» Passage
# Any Issues With Chain Link Fence?



## ztgbrawler3 (Jul 2, 2018)

Hi there, I'm getting ready to build an outdoor habitat for my pair of adult Redfoots. In order to make it predator proof, I was going to use chain link fence on the tops and sides. 

I was wondering if anyone has had any issues with Torts injuring themselves on chain link fencing, specifically the vinyl coated type? With my design, they would have access to the base of it. I can't imagine it would be tasty, but green vinyl might look plant-like.

Thanks!


----------



## wellington (Jul 2, 2018)

I have chain link but then a wood privacy fence behind it. This way they can't look out too want out. The problems I worry about is when rabbits/skunks/whatever has either dug a hole under it or bent it in. The torts could get a head or leg caught. Just keep an eye out for that and repair or block.


----------



## Tom (Jul 2, 2018)

Yes. Chain link is a problem. Tortoises need a visual barrier all around the bottom of their enclosures. You can use the chain link, but run 12" strips of plywood, or something similar all around the bottom.


----------



## ALDABRAMAN (Jul 2, 2018)

ztgbrawler3 said:


> chain link fence



~ We use chain link as a outer fencing and a wooden wall for the inner.

~ This video shows our set up.


----------



## ascott (Jul 2, 2018)

ztgbrawler3 said:


> Hi there, I'm getting ready to build an outdoor habitat for my pair of adult Redfoots. In order to make it predator proof, I was going to use chain link fence on the tops and sides.

» Dataset entries
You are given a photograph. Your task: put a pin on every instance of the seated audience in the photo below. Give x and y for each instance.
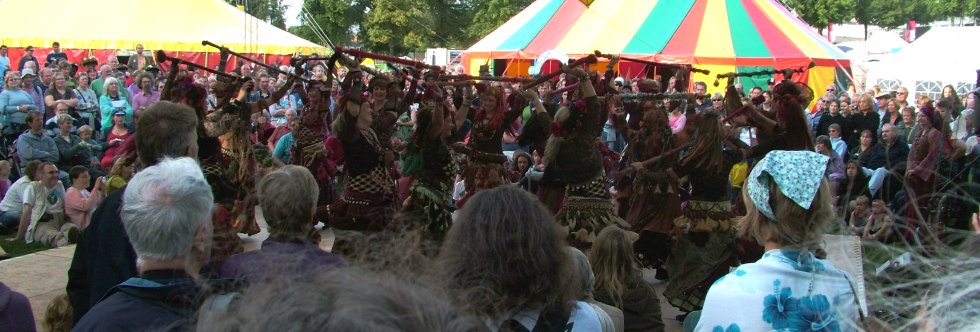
(43, 218)
(15, 311)
(788, 206)
(12, 205)
(79, 202)
(288, 199)
(619, 281)
(167, 217)
(503, 261)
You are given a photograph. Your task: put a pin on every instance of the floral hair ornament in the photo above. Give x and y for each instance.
(555, 128)
(797, 173)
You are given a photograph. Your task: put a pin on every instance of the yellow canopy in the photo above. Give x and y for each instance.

» Tasks to complete
1) In the chain link fence thread, how wide are the plywood strips that Tom says to run around the bottom of the enclosure?
2) Repeat the chain link fence thread word for word from "I have chain" to "Tom (Jul 2, 2018)".
3) Which usernames appear as posters in the chain link fence thread?
The lines come from a separate source.

» Answers provided
1) 12 inches

2)
I have chain link but then a wood privacy fence behind it. This way they can't look out too want out. The problems I worry about is when rabbits/skunks/whatever has either dug a hole under it or bent it in. The torts could get a head or leg caught. Just keep an eye out for that and repair or block.


----------



## Tom (Jul 2, 2018)

3) ztgbrawler3, wellington, Tom, ALDABRAMAN, ascott